EXCERPT PROVIDED:
------------------------------------------------

The leader of a district council which unsuccessfully resisted moves to merge it with six others and a county council has claimed residents are feeling the negative impact of local government reorganisation ahead of the new unitary authority being launched.

Hambleton District Council’s final full council meeting before the authority is replaced by North Yorkshire Council on April 1 saw Councillor Mark Robson hit out at people, such as the county council’s leadership, who supported the government’s demand for local authority restructuring as a prerequisite of devolution.

The condemnation of the creation of the North Yorkshire unitary authority follows the council refusing to support either the county council’s proposal for a single unitary authority or the other six district councils in the county for two authorities.

The meeting at Hambleton’s Stone Cross base saw members drop council meeting protocol by applauding politicians’ statements, outgoing chief executive Justin Ives quoting Romantic poet William Wordsworth and awards presented to numerous long-serving staff.

------------------------------------------------

MATERIAL PROVIDED:
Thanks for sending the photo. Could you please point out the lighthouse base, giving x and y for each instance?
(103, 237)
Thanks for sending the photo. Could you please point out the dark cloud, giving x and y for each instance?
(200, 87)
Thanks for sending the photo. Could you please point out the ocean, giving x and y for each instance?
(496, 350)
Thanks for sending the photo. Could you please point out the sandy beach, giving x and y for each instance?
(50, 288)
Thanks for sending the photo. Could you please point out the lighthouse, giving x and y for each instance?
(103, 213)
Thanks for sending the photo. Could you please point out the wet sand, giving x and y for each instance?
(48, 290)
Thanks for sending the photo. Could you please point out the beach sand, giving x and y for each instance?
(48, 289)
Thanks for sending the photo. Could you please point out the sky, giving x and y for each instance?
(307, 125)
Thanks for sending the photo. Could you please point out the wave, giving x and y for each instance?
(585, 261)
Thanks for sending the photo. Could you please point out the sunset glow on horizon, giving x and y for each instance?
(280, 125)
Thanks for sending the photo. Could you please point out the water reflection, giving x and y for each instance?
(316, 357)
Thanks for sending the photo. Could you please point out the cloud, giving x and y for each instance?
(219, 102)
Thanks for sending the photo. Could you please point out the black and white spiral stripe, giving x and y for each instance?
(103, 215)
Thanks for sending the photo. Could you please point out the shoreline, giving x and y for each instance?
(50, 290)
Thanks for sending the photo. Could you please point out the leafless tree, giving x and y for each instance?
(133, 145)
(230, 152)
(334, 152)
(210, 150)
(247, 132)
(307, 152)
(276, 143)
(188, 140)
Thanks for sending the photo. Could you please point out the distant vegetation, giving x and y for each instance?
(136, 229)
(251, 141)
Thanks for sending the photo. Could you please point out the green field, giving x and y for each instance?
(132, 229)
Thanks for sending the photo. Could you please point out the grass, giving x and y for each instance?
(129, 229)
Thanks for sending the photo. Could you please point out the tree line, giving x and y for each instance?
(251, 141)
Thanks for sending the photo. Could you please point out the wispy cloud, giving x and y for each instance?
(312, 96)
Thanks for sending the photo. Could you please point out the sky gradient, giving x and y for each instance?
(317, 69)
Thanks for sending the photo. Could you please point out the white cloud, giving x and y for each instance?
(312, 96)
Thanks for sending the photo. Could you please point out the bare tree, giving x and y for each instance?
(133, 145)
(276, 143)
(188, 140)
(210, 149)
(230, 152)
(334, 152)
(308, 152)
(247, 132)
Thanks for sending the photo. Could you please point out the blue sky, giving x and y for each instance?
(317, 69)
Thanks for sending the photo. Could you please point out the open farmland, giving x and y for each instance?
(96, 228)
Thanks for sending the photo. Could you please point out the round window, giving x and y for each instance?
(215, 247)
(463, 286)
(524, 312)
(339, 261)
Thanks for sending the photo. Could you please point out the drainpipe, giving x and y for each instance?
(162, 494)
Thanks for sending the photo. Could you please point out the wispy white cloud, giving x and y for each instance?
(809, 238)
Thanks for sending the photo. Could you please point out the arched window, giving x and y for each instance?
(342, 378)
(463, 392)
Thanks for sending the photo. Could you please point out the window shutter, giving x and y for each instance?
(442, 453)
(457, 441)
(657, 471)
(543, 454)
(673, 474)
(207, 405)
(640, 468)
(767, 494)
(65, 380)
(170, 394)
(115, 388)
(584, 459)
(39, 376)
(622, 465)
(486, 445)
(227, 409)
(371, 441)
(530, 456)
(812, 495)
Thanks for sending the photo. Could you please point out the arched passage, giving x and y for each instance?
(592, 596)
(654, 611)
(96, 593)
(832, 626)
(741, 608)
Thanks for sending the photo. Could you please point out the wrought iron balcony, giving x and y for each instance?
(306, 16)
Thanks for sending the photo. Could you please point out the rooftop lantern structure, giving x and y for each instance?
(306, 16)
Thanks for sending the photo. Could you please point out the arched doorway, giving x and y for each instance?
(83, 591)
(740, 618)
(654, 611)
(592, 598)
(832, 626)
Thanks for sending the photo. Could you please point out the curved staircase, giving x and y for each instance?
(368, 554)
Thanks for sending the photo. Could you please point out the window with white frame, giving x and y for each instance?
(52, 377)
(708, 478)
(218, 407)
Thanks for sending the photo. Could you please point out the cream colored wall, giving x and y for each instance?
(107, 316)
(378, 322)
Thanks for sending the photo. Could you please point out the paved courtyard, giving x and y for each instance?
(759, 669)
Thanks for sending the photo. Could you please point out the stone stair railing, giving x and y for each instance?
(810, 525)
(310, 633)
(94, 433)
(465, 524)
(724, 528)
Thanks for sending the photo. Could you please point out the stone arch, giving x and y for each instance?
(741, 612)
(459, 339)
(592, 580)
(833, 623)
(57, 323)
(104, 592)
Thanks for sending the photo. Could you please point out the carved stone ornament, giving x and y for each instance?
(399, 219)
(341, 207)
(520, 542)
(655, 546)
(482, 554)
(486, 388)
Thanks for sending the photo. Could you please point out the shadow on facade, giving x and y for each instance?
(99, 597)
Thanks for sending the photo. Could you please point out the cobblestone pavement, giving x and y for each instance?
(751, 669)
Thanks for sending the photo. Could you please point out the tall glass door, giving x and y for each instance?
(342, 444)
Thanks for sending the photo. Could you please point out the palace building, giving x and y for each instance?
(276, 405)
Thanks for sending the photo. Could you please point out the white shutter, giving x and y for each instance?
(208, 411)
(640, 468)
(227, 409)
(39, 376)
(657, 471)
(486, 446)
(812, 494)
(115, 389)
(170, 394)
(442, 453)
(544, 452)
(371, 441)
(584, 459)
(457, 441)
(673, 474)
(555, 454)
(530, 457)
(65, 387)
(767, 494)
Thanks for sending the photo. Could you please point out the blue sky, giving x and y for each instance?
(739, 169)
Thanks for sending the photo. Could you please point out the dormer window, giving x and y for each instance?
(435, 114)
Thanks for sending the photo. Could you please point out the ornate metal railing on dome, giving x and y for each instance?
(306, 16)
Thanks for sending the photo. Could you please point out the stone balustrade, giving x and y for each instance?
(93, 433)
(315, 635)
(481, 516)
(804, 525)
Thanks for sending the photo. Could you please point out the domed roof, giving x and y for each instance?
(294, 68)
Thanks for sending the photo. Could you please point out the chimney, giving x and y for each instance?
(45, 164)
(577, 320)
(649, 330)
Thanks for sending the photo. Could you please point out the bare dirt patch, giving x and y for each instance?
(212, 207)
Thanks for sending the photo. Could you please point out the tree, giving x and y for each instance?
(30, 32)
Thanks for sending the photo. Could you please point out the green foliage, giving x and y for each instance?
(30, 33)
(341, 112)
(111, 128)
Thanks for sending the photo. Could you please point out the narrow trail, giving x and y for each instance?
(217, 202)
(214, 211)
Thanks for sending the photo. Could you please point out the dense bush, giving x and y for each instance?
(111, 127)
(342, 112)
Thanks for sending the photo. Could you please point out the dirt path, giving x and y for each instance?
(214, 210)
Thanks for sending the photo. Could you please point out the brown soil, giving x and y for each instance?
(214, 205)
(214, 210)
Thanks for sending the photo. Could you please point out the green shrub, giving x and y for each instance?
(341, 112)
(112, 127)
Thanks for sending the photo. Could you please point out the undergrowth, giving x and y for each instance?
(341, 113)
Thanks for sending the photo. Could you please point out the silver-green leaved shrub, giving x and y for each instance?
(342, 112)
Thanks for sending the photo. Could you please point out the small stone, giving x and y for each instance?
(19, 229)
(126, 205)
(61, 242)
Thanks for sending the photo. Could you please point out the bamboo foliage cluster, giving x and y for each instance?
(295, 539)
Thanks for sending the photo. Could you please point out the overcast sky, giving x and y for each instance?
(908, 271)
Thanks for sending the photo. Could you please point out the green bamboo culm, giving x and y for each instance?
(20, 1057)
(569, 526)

------------------------------------------------

PROBLEM DESCRIPTION: In the report on Hambleton District Council's last full council meeting, what authority takes over from the council on April 1? The records are separate material and have no connection to the report.

RESPONSE TO THIS TASK: North Yorkshire Council